§ **Page text**:
# What should I call my character in Rune Factory 4?



## Munna (Dec 3, 2015)

*Hello!* 

I named my Mayor in animal crossing "*Mitsuko*" & am very happy with it after *500 hours of gameplay*.

I named my main character in* Fire Emblem "Morgana*" and it suited it well. I was also surprised when her son was called "Morgan" so that was a happy coincidence! 
I was also pleased with that name after *60 hours of gameplay*!

I pick names carefully as RPG or life simulation games usually take up a lot of my time & *I only play a 2-3 games a year for long periods of time*, rather than many for shorter periods.

*I want a name I'll be happy with for the 50ish hours I'm bound to be playing this well-loved game!*

*Please vote or if you add a suggestion, please say why you like it!*


----------



## Munna (Dec 8, 2015)

No one cares about Rune Factory 4! Woah!


----------



## kelpy (Dec 8, 2015)

I don't have any idea what Rune Factory 4 is but I say go with something like
Miya (Mee YUH) It's an M name and you seem to be fond of those, and it also seems kinda unique.

§ **Provided material**:
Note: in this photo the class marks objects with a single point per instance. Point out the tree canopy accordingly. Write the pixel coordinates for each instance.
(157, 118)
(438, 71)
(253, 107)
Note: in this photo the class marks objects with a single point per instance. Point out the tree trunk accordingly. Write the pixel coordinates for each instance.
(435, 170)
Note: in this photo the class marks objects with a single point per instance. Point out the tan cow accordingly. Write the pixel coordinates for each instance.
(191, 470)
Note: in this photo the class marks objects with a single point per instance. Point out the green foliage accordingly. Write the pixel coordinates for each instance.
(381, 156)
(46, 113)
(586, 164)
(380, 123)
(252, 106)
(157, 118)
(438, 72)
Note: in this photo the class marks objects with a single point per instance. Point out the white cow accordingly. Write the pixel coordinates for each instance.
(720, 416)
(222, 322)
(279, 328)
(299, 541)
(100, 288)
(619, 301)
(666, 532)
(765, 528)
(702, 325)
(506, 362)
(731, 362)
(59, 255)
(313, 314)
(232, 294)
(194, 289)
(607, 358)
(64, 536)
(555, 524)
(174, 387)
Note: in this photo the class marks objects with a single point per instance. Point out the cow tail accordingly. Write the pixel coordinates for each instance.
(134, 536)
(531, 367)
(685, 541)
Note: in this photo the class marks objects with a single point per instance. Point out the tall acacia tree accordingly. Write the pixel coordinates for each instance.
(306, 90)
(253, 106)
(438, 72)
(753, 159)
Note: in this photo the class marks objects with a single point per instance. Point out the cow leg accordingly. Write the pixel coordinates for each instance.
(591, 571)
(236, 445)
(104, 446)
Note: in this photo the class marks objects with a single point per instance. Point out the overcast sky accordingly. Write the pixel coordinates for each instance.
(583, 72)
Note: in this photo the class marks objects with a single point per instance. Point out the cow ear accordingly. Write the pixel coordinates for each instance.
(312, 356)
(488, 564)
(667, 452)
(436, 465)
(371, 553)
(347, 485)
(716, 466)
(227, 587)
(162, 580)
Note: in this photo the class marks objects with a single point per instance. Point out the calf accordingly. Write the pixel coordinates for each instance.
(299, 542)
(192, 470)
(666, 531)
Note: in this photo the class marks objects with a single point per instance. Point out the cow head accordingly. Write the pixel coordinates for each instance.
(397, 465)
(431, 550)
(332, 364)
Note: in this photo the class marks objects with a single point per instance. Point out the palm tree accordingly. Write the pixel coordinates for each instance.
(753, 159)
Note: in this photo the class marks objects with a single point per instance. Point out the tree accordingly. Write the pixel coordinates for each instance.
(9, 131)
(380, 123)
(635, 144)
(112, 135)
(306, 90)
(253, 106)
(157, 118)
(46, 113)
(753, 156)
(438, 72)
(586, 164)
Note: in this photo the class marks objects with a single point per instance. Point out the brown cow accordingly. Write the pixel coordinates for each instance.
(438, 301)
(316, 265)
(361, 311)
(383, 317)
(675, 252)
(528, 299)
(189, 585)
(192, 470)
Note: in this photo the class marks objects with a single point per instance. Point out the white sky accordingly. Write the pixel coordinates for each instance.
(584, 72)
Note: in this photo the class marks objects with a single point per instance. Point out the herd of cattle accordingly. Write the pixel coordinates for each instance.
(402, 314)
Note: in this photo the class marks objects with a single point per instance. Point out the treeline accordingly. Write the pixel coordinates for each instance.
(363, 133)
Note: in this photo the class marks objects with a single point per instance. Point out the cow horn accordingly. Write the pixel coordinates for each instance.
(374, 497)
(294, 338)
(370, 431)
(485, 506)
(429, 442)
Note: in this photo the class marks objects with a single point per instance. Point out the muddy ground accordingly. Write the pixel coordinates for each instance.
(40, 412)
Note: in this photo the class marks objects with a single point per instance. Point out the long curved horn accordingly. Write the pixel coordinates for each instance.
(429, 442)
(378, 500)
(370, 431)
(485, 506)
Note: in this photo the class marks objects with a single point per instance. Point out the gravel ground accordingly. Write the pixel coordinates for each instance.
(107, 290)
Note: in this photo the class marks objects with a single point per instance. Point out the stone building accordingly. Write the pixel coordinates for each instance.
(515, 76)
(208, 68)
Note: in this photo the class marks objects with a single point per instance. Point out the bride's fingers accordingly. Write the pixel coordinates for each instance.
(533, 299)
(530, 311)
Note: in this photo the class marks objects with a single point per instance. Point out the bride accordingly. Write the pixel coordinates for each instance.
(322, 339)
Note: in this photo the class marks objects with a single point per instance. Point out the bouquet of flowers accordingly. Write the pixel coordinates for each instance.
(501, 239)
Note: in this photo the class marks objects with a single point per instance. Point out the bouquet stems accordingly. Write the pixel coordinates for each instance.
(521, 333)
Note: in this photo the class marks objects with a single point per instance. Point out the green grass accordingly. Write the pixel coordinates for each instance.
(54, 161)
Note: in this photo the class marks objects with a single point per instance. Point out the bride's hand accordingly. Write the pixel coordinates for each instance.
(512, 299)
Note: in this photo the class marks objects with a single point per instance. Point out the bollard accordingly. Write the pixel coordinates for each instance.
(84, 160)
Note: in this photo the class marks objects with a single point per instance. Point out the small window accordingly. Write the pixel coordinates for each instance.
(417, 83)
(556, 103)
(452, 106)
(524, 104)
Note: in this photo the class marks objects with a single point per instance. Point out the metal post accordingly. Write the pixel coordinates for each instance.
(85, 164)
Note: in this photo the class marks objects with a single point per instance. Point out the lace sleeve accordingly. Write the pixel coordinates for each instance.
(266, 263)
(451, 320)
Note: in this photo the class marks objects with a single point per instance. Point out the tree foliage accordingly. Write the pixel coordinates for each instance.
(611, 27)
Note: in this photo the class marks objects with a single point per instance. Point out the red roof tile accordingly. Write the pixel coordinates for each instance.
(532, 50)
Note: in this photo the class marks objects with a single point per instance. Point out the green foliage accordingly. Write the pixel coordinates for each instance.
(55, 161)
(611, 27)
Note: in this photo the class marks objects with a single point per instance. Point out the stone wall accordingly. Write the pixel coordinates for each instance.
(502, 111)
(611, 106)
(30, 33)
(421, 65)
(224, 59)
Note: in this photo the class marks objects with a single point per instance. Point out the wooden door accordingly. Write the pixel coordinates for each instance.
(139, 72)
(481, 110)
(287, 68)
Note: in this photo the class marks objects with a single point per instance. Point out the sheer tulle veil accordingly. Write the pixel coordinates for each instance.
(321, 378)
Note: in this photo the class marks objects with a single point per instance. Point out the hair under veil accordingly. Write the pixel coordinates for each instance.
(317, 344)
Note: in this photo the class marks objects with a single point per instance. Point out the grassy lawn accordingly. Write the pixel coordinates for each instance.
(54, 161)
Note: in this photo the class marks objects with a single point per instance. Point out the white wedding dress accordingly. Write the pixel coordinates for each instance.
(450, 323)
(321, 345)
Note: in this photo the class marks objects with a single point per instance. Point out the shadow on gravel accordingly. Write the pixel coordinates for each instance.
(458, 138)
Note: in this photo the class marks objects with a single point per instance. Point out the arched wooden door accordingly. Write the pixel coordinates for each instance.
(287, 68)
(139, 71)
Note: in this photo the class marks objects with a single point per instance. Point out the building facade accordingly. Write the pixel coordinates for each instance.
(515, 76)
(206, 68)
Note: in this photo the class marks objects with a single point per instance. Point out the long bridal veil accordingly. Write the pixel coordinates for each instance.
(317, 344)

§ **Work to be completed**: Carry on the forum thread about naming a Rune Factory 4 character from the point where it stops. You won't need the items for this.

§ **Output of the exercise**:
----------



## Munna (Dec 11, 2015)

Jellonoes said:


> I don't have any idea what Rune Factory 4 is but I say go with something like
> Miya (Mee YUH) It's an M name and you seem to be fond of those, and it also seems kinda unique.



That's a great idea actually.  I put it down for a bit, but should start soon with something like that. Thanks for the help.


----------



## TheEchoTimes (Dec 14, 2015)

Hmm... Mitsuko, I guess. Also, once you start playing, YOU WILL GET SUCKED IN. I have 500 hours of play on RF4 and nearly 700 on ACNL. That should tell you something. (Then again, I've played over 10 files of RF4 of varying lengths...)


----------



## KarlaKGB (Dec 15, 2015)

manlet

cuz he looks like a girl

#triggered


----------



## Munna (Dec 15, 2015)

TheEchoTimes said:


> Hmm... Mitsuko, I guess. Also, once you start playing, YOU WILL GET SUCKED IN. I have 500 hours of play on RF4 and nearly 700 on ACNL. That should tell you something. (Then again, I've played over 10 files of RF4 of varying lengths...)



That's good to know! 

I still haven't started because things came up (like crippling insomnia where I'm too tired to play...but still can't sleep.....)


----------



## TheEchoTimes (Dec 15, 2015)

Munna said:


> That's good to know!
> 
> I still haven't started because things came up (like crippling insomnia where I'm too tired to play...but still can't sleep.....)


I know a lot about the game- almost everything, except for the fact that I've never beat the 3rd arc in all my hours of play. If you wanna shoot me up with any questions, feel free! I can probably help you out.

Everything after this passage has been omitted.